Objective: Format every line in the records below as a numbered list, omitting blank lines and leaving out the pictures.
── Extracted material
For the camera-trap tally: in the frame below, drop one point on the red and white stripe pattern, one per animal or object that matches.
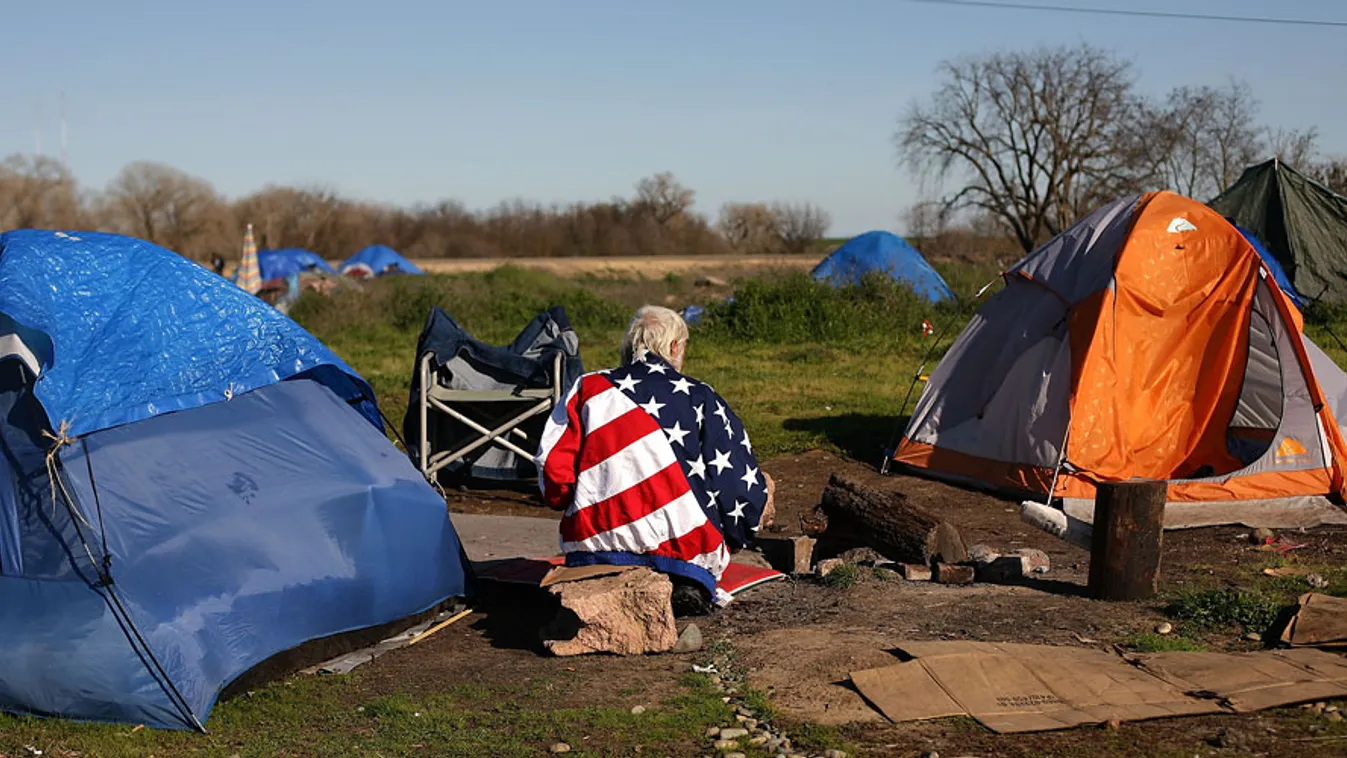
(609, 465)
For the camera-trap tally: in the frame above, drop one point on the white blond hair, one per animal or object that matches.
(653, 329)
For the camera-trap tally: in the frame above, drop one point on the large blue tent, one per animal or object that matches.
(191, 485)
(288, 261)
(888, 253)
(377, 260)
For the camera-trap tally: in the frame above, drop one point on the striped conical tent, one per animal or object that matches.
(249, 273)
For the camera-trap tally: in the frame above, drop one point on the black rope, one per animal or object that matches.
(393, 428)
(97, 505)
(105, 583)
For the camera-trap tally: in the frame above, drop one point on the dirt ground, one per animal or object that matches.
(798, 640)
(649, 267)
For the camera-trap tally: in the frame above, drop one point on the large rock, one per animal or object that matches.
(627, 614)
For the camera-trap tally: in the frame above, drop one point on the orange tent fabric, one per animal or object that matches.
(1122, 349)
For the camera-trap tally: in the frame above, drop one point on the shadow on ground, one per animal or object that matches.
(862, 436)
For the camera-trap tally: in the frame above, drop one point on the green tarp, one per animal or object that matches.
(1301, 222)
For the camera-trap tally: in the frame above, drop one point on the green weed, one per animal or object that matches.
(1152, 642)
(842, 576)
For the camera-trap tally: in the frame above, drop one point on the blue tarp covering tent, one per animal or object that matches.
(191, 485)
(884, 252)
(286, 261)
(1277, 272)
(377, 260)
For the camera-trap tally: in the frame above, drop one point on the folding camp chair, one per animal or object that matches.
(477, 411)
(437, 397)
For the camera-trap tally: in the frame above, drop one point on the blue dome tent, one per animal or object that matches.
(377, 260)
(191, 485)
(288, 261)
(884, 252)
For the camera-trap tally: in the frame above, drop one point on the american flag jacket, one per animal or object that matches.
(652, 469)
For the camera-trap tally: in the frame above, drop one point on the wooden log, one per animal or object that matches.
(885, 521)
(1126, 537)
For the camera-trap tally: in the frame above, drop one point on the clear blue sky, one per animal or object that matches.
(744, 100)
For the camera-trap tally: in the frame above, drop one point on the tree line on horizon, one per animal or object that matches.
(1010, 148)
(186, 214)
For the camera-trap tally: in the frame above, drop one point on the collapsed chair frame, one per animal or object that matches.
(442, 399)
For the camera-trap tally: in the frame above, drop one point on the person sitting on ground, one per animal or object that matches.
(653, 469)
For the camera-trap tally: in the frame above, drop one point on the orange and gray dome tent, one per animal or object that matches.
(1146, 342)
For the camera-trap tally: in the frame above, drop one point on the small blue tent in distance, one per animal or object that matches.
(882, 252)
(377, 260)
(1277, 272)
(190, 484)
(288, 261)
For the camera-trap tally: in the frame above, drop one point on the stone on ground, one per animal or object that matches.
(628, 614)
(1035, 560)
(953, 574)
(690, 640)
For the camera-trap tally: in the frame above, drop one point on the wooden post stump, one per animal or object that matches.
(1125, 541)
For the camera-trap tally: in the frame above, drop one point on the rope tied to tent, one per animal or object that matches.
(59, 439)
(58, 485)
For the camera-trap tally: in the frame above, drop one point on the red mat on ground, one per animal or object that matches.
(531, 570)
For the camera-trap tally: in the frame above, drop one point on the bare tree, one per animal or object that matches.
(1203, 138)
(1035, 138)
(292, 217)
(799, 226)
(1293, 147)
(664, 198)
(38, 191)
(165, 206)
(749, 228)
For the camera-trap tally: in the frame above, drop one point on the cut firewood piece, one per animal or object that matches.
(886, 521)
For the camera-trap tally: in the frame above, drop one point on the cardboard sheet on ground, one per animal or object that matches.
(1014, 688)
(1319, 622)
(546, 571)
(1253, 681)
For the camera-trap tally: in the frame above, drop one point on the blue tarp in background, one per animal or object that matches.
(888, 253)
(375, 259)
(286, 261)
(1277, 272)
(195, 543)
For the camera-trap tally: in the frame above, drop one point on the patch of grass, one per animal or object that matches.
(1152, 642)
(816, 738)
(842, 576)
(757, 702)
(799, 310)
(1291, 586)
(1223, 607)
(310, 716)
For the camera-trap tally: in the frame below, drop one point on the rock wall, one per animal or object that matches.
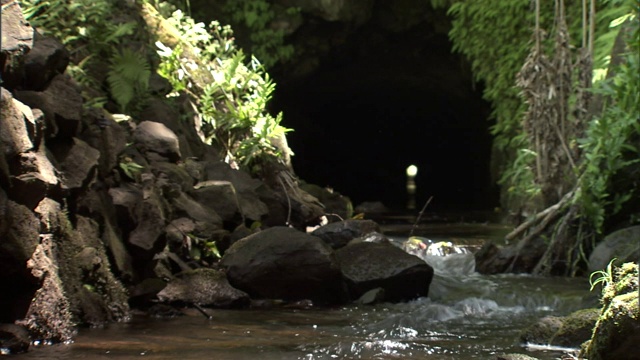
(94, 210)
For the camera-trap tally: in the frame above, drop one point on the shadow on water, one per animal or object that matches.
(467, 316)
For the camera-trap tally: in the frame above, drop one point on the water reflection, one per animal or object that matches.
(467, 316)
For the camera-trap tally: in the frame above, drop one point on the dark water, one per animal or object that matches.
(467, 316)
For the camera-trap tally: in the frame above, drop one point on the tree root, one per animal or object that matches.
(537, 225)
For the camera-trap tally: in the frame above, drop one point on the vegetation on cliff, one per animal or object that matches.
(115, 52)
(568, 133)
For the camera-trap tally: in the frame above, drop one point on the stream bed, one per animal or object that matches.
(466, 316)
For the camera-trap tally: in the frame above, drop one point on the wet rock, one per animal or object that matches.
(576, 328)
(76, 161)
(371, 297)
(185, 205)
(621, 244)
(49, 316)
(204, 287)
(154, 137)
(61, 103)
(175, 174)
(338, 234)
(244, 186)
(159, 111)
(14, 338)
(373, 237)
(367, 266)
(283, 263)
(17, 40)
(47, 58)
(14, 133)
(102, 132)
(542, 331)
(36, 177)
(19, 234)
(617, 332)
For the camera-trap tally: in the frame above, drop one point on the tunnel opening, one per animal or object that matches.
(382, 100)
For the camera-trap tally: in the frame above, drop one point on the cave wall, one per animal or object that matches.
(374, 87)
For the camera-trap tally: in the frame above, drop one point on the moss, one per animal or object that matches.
(617, 332)
(576, 328)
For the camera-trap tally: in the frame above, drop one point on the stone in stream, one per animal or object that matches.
(284, 263)
(368, 265)
(204, 287)
(338, 234)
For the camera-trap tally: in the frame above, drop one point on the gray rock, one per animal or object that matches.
(185, 205)
(205, 287)
(17, 40)
(283, 263)
(14, 134)
(338, 234)
(157, 138)
(623, 244)
(227, 200)
(367, 266)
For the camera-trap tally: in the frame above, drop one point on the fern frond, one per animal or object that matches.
(128, 77)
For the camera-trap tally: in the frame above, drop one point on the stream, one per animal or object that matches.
(466, 316)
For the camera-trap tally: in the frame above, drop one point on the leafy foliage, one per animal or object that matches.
(231, 96)
(94, 30)
(609, 146)
(128, 77)
(495, 36)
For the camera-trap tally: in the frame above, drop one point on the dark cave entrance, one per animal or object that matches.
(381, 101)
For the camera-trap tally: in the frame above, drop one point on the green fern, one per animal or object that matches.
(128, 77)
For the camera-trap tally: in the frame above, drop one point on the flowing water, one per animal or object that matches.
(466, 316)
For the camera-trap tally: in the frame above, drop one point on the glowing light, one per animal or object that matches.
(412, 170)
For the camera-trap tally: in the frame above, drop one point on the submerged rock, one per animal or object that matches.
(205, 287)
(368, 265)
(338, 234)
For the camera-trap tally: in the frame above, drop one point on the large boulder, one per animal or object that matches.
(156, 138)
(19, 236)
(204, 287)
(368, 265)
(338, 234)
(515, 258)
(284, 263)
(621, 244)
(236, 188)
(228, 202)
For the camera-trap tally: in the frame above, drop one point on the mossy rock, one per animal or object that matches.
(576, 328)
(617, 332)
────
Exercise result:
1. For the camera-trap tally: in the frame below, drop one point on the red and white stripe pattern, one per animal or object that matches.
2. (609, 465)
3. For the camera-trap tally: in the frame above, drop one point on the white blond hair, one per animal or object that matches.
4. (653, 329)
5. For the camera-trap tally: in the frame above, drop one point on the large blue tent, one per animal or object that matches.
6. (191, 485)
7. (288, 261)
8. (888, 253)
9. (377, 260)
10. For the camera-trap tally: in the frame above, drop one point on the striped conical tent, one per animal or object that matches.
11. (249, 273)
12. For the camera-trap tally: in the frame above, drop one point on the black rope, one per animal or object that matches.
13. (393, 428)
14. (97, 505)
15. (105, 583)
16. For the camera-trap tally: in the frame above, drop one point on the dirt ground, one per animal or object that matches.
17. (798, 640)
18. (649, 267)
19. For the camera-trap tally: in the frame above, drop one point on the large rock, one per animal or object that matches.
20. (627, 614)
21. For the camera-trap tally: in the frame above, drop one point on the orange tent fabric, one per animal or object that matches.
22. (1122, 349)
23. For the camera-trap tally: in the frame above, drop one point on the shadow on ground, one per animal or object that matches.
24. (862, 436)
25. For the camera-trap tally: in the frame above, drop one point on the green tarp, one per animal or object that matches.
26. (1301, 222)
27. For the camera-trap tally: in the frame above, drop one point on the green weed, one per animal or object that matches.
28. (1152, 642)
29. (842, 576)
30. For the camera-trap tally: in the frame above, drop one point on the blue tarp covering tent, one per animal or object that matches.
31. (191, 485)
32. (884, 252)
33. (286, 261)
34. (1277, 272)
35. (377, 260)
36. For the camera-trap tally: in the frame above, drop one point on the folding camp chair, one per animal or object that matches.
37. (477, 411)
38. (437, 397)
39. For the camera-trap tally: in the frame above, drop one point on the blue dome tent, one per animal or object that matches.
40. (377, 260)
41. (191, 485)
42. (288, 261)
43. (884, 252)
44. For the camera-trap tally: in the frame above, drop one point on the american flag jacket, one per animal or object that matches.
45. (652, 469)
46. For the camera-trap tally: in the frame above, drop one point on the wooden log, one per animal or object that matches.
47. (885, 521)
48. (1126, 537)
49. For the camera-trap tally: in the frame above, drop one point on the clear blue sky, one per animal or object that matches.
50. (744, 100)
51. For the camera-trap tally: in the frame above, drop one point on the tree line on horizon, one per animal or object that matches.
52. (1010, 148)
53. (186, 214)
54. For the camera-trap tally: in the frame above, drop one point on the collapsed chair frame, one per animal or object that matches.
55. (442, 399)
56. For the camera-trap tally: in the frame above, drop one point on the person sitting on ground, one per animal or object that matches.
57. (653, 469)
58. For the camera-trap tally: in the frame above, drop one point on the orange and gray dome tent, one per animal or object that matches.
59. (1146, 342)
60. For the camera-trap tally: in the frame above, drop one point on the small blue tent in distance, one per animal or object that matches.
61. (882, 252)
62. (377, 260)
63. (1277, 272)
64. (190, 484)
65. (288, 261)
66. For the camera-trap tally: in the frame above, drop one point on the stone on ground, one per animal or object that matches.
67. (628, 614)
68. (1035, 560)
69. (953, 574)
70. (690, 640)
71. For the camera-trap tally: in the frame above, drop one point on the wooden post stump, one per animal or object that matches.
72. (1125, 541)
73. For the camera-trap tally: in the frame above, drop one point on the rope tied to tent, one per animal or object that matches.
74. (59, 439)
75. (58, 485)
76. For the camera-trap tally: in the frame above, drop one point on the red mat on ground, one per animal or object that matches.
77. (531, 570)
78. For the camera-trap tally: in the frame above, drop one point on the bare tree, one per animal or object that matches.
79. (1203, 138)
80. (1035, 138)
81. (292, 217)
82. (799, 226)
83. (1293, 147)
84. (664, 198)
85. (38, 191)
86. (165, 206)
87. (749, 228)
88. For the camera-trap tally: in the frame above, drop one point on the cut firewood piece, one per animal or object that matches.
89. (886, 521)
90. For the camera-trap tally: in the frame above, drop one point on the cardboard sheet on ground, one per animal or object that matches.
91. (1014, 688)
92. (1319, 622)
93. (546, 571)
94. (1253, 681)
95. For the camera-trap tally: in the frame above, drop one point on the blue tarp in background, one per animal or object that matches.
96. (888, 253)
97. (375, 259)
98. (286, 261)
99. (1277, 272)
100. (195, 543)
101. For the camera-trap tally: in the frame above, drop one point on the patch of grass, one per animal or object that matches.
102. (1152, 642)
103. (816, 738)
104. (842, 576)
105. (757, 702)
106. (799, 310)
107. (1291, 586)
108. (1223, 607)
109. (310, 716)
110. For the camera-trap tally: in the frame below, drop one point on the rock wall, one per animal or object that matches.
111. (94, 210)
112. For the camera-trap tally: in the frame above, drop one point on the shadow on water, one per animal or object that matches.
113. (467, 316)
114. For the camera-trap tally: in the frame above, drop one point on the water reflection, one per animal or object that matches.
115. (467, 316)
116. For the camera-trap tally: in the frame above, drop one point on the dark water, one per animal or object that matches.
117. (467, 316)
118. For the camera-trap tally: in the frame above, drop one point on the tree root, one per animal or object that matches.
119. (537, 225)
120. For the camera-trap tally: in the frame above, drop one point on the vegetation on cliff, one per animal or object that matches.
121. (115, 52)
122. (568, 133)
123. For the camera-trap tally: in the frame above, drop one point on the stream bed, one per animal or object that matches.
124. (466, 316)
125. For the camera-trap tally: in the frame above, drop one point on the wet rock, one per animal or object that matches.
126. (576, 328)
127. (76, 161)
128. (371, 297)
129. (185, 205)
130. (621, 244)
131. (49, 316)
132. (204, 287)
133. (154, 137)
134. (61, 103)
135. (175, 174)
136. (338, 234)
137. (244, 186)
138. (159, 111)
139. (14, 338)
140. (373, 237)
141. (367, 266)
142. (283, 263)
143. (17, 40)
144. (47, 58)
145. (14, 133)
146. (102, 132)
147. (542, 331)
148. (36, 177)
149. (19, 234)
150. (617, 332)
151. For the camera-trap tally: in the frame above, drop one point on the tunnel opening, one per animal or object that matches.
152. (382, 100)
153. For the camera-trap tally: in the frame above, drop one point on the cave wall, one per animal or object that matches.
154. (374, 87)
155. For the camera-trap tally: in the frame above, drop one point on the moss, one per animal or object that matches.
156. (617, 332)
157. (576, 328)
158. For the camera-trap tally: in the frame above, drop one point on the stone in stream, one per animal or object that matches.
159. (284, 263)
160. (368, 265)
161. (204, 287)
162. (338, 234)
163. For the camera-trap tally: in the frame above, drop one point on the gray rock, one per animal or object that matches.
164. (185, 205)
165. (205, 287)
166. (17, 40)
167. (283, 263)
168. (14, 134)
169. (338, 234)
170. (157, 138)
171. (623, 244)
172. (227, 200)
173. (367, 266)
174. For the camera-trap tally: in the frame above, drop one point on the fern frond, one per animal or object that matches.
175. (128, 77)
176. For the camera-trap tally: in the frame above, drop one point on the stream, one per animal or object that matches.
177. (466, 316)
178. For the camera-trap tally: in the frame above, drop one point on the leafy foliage, one per animal or object that matches.
179. (231, 96)
180. (94, 30)
181. (609, 146)
182. (128, 77)
183. (495, 36)
184. For the camera-trap tally: in the frame above, drop one point on the dark cave entrance, one per animal or object that matches.
185. (381, 101)
186. For the camera-trap tally: in the frame above, drop one point on the green fern, one per animal or object that matches.
187. (128, 77)
188. For the camera-trap tally: in the frame above, drop one point on the flowing water, one per animal or object that matches.
189. (466, 316)
190. For the camera-trap tally: in the frame above, drop one point on the glowing light, one per animal or object that matches.
191. (412, 170)
192. For the camera-trap tally: in the frame above, drop one point on the submerged rock, one per animal or object that matches.
193. (205, 287)
194. (368, 265)
195. (338, 234)
196. For the camera-trap tally: in the frame above, drop one point on the large boulder, one per animal or object that matches.
197. (156, 138)
198. (19, 236)
199. (204, 287)
200. (368, 265)
201. (338, 234)
202. (515, 258)
203. (284, 263)
204. (621, 244)
205. (236, 188)
206. (228, 202)
207. For the camera-trap tally: in the frame above, drop one point on the mossy rock, one per animal or object that matches.
208. (576, 328)
209. (617, 332)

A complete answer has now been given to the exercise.